Written problem a: Pick out every line in the rows that contains the word "outline" and copy it.

Text extract:
▼
How does that happen?
That question is really what this post is about. Because Gavin isn't unusual. His situation plays out in hundreds of service businesses — contractors, consultants, agencies — businesses doing real revenue, sometimes a million dollars a year or more, where the owner is still privately wondering whether they can make payroll this month.
I recorded a full video walkthrough that goes deeper on all of this — including how to start fixing it in the right order. But here's the framework: there are three reasons your business can have good sales and still leave you broke, and they need to be worked on in a specific sequence.
Problem 1: You don't have a financial operating system
Here's what Gavin does have: QuickBooks, a bookkeeper who reconciles weekly, an accountant who files his VAT and corporate tax, and a cash flow spreadsheet he checks most days. He is not an unsophisticated guy.
But none of that infrastructure was ever built to tell him what his cash is supposed to do.
Standard small business accounting was designed to do three things: record transactions accurately so the books reconcile, produce P&Ls and balance sheets for tax filing, and calculate what you owe the tax office at the end of the quarter. That's it. It does those three things well. It was never meant to do anything else.
▲
Written problem b:
Answer from the post on cash trouble in service businesses:
(i) How many reasons does the framework give for a business having good sales while still leaving the owner broke?
(ii) How often does Gavin's bookkeeper reconcile?
(iii) What accounting software does Gavin have?

Material for this exercise:
▼
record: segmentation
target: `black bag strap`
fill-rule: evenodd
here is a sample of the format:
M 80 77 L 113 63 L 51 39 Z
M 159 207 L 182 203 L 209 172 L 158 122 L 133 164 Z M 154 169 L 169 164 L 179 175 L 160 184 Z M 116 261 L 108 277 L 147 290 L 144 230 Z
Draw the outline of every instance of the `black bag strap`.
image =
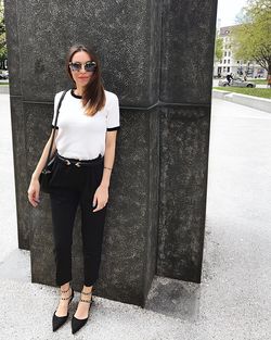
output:
M 63 91 L 63 93 L 61 96 L 61 99 L 59 101 L 59 105 L 57 105 L 57 109 L 56 109 L 56 115 L 55 115 L 55 119 L 54 119 L 54 125 L 53 125 L 53 136 L 52 136 L 52 140 L 51 140 L 50 149 L 49 149 L 49 152 L 48 152 L 46 167 L 48 166 L 50 158 L 51 158 L 51 152 L 52 152 L 52 148 L 53 148 L 53 140 L 54 140 L 54 136 L 55 136 L 55 130 L 56 130 L 56 125 L 57 125 L 57 118 L 59 118 L 59 115 L 60 115 L 61 104 L 62 104 L 62 101 L 63 101 L 65 95 L 67 93 L 67 91 L 68 91 L 68 89 Z

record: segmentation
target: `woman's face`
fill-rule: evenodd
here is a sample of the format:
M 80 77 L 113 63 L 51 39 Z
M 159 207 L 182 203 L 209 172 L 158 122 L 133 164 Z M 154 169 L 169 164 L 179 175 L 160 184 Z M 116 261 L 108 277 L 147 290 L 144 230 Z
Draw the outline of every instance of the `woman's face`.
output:
M 91 56 L 85 51 L 76 52 L 72 58 L 72 63 L 80 63 L 81 64 L 81 68 L 79 71 L 73 71 L 72 67 L 69 68 L 72 72 L 73 78 L 76 83 L 77 88 L 86 86 L 93 75 L 93 72 L 87 72 L 85 70 L 83 65 L 87 62 L 91 62 Z

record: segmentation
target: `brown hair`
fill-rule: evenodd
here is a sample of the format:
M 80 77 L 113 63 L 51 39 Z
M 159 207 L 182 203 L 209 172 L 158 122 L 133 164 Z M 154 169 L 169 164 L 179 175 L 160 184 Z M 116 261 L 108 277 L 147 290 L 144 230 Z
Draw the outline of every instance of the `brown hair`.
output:
M 98 56 L 91 51 L 91 49 L 86 47 L 85 45 L 72 46 L 68 50 L 66 58 L 66 70 L 73 81 L 75 80 L 73 78 L 68 63 L 72 61 L 74 54 L 80 51 L 87 52 L 90 55 L 91 61 L 94 61 L 96 63 L 96 68 L 89 83 L 86 85 L 82 93 L 82 104 L 83 106 L 86 106 L 86 114 L 92 116 L 105 104 L 105 93 L 101 77 L 101 63 Z

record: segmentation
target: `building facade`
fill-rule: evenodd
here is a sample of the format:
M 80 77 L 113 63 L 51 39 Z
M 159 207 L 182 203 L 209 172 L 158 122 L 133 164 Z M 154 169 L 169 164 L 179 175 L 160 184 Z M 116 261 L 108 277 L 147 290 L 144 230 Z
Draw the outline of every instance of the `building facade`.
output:
M 267 78 L 267 71 L 256 61 L 236 60 L 232 51 L 231 29 L 233 26 L 218 28 L 218 37 L 223 39 L 222 58 L 215 60 L 214 76 L 225 77 L 228 73 L 232 73 L 237 77 Z

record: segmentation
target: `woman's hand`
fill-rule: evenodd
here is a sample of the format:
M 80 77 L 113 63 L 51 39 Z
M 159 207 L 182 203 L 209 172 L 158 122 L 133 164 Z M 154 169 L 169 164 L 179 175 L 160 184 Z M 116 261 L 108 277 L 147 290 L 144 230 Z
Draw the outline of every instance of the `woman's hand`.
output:
M 39 203 L 39 191 L 40 191 L 39 180 L 31 179 L 27 193 L 28 193 L 28 201 L 31 203 L 34 207 L 36 207 Z
M 108 201 L 108 187 L 107 186 L 99 186 L 96 188 L 96 191 L 95 191 L 95 194 L 93 198 L 93 202 L 92 202 L 93 203 L 92 206 L 95 206 L 96 202 L 98 202 L 98 206 L 95 207 L 95 210 L 93 210 L 93 213 L 103 209 L 106 205 L 107 201 Z

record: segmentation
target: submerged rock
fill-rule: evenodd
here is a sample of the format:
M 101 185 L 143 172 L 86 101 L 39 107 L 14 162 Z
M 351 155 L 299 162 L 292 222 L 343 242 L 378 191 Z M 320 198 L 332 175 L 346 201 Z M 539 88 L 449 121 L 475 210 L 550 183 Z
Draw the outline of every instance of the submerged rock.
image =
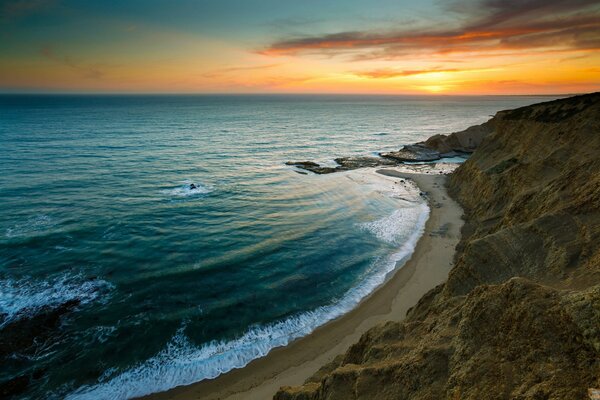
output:
M 398 151 L 380 153 L 380 155 L 395 161 L 435 161 L 442 158 L 439 151 L 421 144 L 407 145 Z
M 493 126 L 450 179 L 466 223 L 447 282 L 276 400 L 567 400 L 600 387 L 600 93 Z
M 435 150 L 444 157 L 472 153 L 486 137 L 494 132 L 495 124 L 495 120 L 491 119 L 481 125 L 470 126 L 464 131 L 449 135 L 434 135 L 419 145 Z
M 330 174 L 333 172 L 350 171 L 358 168 L 396 165 L 396 162 L 381 157 L 340 157 L 336 158 L 335 162 L 338 164 L 336 167 L 325 167 L 312 161 L 288 161 L 285 164 L 302 168 L 316 174 Z

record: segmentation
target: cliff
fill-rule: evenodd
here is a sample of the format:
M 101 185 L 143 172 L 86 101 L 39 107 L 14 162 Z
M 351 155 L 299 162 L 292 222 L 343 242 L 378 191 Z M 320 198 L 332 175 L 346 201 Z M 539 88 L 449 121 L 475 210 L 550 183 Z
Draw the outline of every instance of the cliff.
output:
M 449 180 L 447 282 L 276 400 L 584 399 L 600 387 L 600 94 L 511 111 Z

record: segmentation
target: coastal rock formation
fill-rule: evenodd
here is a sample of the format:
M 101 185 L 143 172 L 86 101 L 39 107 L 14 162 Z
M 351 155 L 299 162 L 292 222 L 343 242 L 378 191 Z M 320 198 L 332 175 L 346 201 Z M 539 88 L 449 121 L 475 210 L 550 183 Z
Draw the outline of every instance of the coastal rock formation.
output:
M 393 166 L 398 163 L 394 160 L 380 157 L 340 157 L 334 160 L 338 165 L 336 167 L 326 167 L 312 161 L 288 161 L 285 164 L 298 167 L 315 174 L 331 174 L 333 172 L 349 171 L 358 168 Z
M 432 150 L 424 144 L 408 145 L 398 151 L 380 153 L 379 155 L 396 161 L 435 161 L 442 158 L 439 151 Z
M 472 153 L 483 140 L 495 130 L 496 119 L 481 125 L 471 126 L 464 131 L 449 135 L 434 135 L 425 142 L 418 143 L 446 156 L 452 153 Z
M 492 121 L 449 181 L 466 224 L 448 281 L 276 400 L 584 399 L 600 387 L 600 94 Z
M 331 174 L 358 168 L 394 166 L 404 162 L 436 161 L 444 157 L 455 157 L 472 153 L 483 139 L 494 132 L 495 120 L 471 126 L 464 131 L 449 135 L 435 135 L 425 142 L 403 146 L 398 151 L 379 153 L 380 157 L 341 157 L 336 158 L 335 167 L 322 166 L 313 161 L 288 161 L 285 164 L 314 172 Z

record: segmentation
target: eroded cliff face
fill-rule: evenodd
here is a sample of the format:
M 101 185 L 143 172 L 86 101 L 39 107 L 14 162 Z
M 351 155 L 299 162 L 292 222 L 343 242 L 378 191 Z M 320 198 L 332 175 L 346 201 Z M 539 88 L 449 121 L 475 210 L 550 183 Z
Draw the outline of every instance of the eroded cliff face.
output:
M 584 399 L 600 387 L 600 94 L 499 112 L 452 175 L 448 281 L 276 400 Z

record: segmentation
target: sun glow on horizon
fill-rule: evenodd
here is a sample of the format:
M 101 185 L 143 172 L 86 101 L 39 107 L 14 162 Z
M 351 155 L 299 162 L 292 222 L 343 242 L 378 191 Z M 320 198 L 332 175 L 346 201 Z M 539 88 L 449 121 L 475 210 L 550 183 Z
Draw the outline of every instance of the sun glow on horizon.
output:
M 383 29 L 379 27 L 383 22 L 352 19 L 351 13 L 338 15 L 337 9 L 322 14 L 323 22 L 313 22 L 310 9 L 300 11 L 270 0 L 262 13 L 252 14 L 248 5 L 237 24 L 225 5 L 221 19 L 215 17 L 213 23 L 204 15 L 216 5 L 194 6 L 198 9 L 186 5 L 178 11 L 175 4 L 167 12 L 173 13 L 169 20 L 163 18 L 164 7 L 151 0 L 144 10 L 147 15 L 135 9 L 128 20 L 110 7 L 85 9 L 69 0 L 18 3 L 19 7 L 9 1 L 3 10 L 0 6 L 3 92 L 560 94 L 600 90 L 600 5 L 588 1 L 569 5 L 559 0 L 545 4 L 509 0 L 498 5 L 489 0 L 458 0 L 457 4 L 479 9 L 459 7 L 450 14 L 443 7 L 438 10 L 440 5 L 423 5 L 433 17 L 413 29 L 396 25 Z M 320 4 L 339 5 L 335 0 Z M 372 10 L 359 3 L 355 7 Z M 402 7 L 412 9 L 410 3 Z M 503 7 L 520 11 L 513 15 Z M 276 17 L 268 13 L 276 12 L 307 14 L 299 22 L 280 17 L 288 19 L 277 25 L 280 33 L 273 33 L 267 22 Z M 448 23 L 452 13 L 462 26 Z M 196 14 L 210 29 L 198 28 Z M 62 25 L 57 29 L 41 22 L 43 18 Z M 246 21 L 249 18 L 254 18 L 253 24 Z M 419 13 L 414 18 L 419 20 Z M 182 28 L 188 19 L 189 27 Z M 357 27 L 336 28 L 346 20 Z M 223 31 L 221 25 L 226 23 L 230 31 Z M 307 28 L 311 26 L 315 28 Z

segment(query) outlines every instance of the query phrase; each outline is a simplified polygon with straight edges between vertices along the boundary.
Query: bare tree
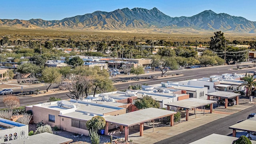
▲
Expected answer a:
Draw the outline of every instance of the `black bag strap`.
Draw the outline of every instance of the `woman's face`.
Draw the outline of every instance of the `brown hair`.
Draw the outline of every instance of the `building facade`.
Draw the outline of every instance of the `woman's hand`.
Draw the outline of every instance of the submerged rock.
Draw the outline of every instance of the cliff.
Draw the outline of every instance of the coastal rock formation.
Draw the outline of every instance of the eroded cliff face.
Draw the outline of every instance of the sun glow on horizon.
segment(query) outlines every instance of the query phrase; each outline is a simplified polygon with straight edges between vertices along the boundary.

Expected answer b:
(i) Three
(ii) Weekly
(iii) QuickBooks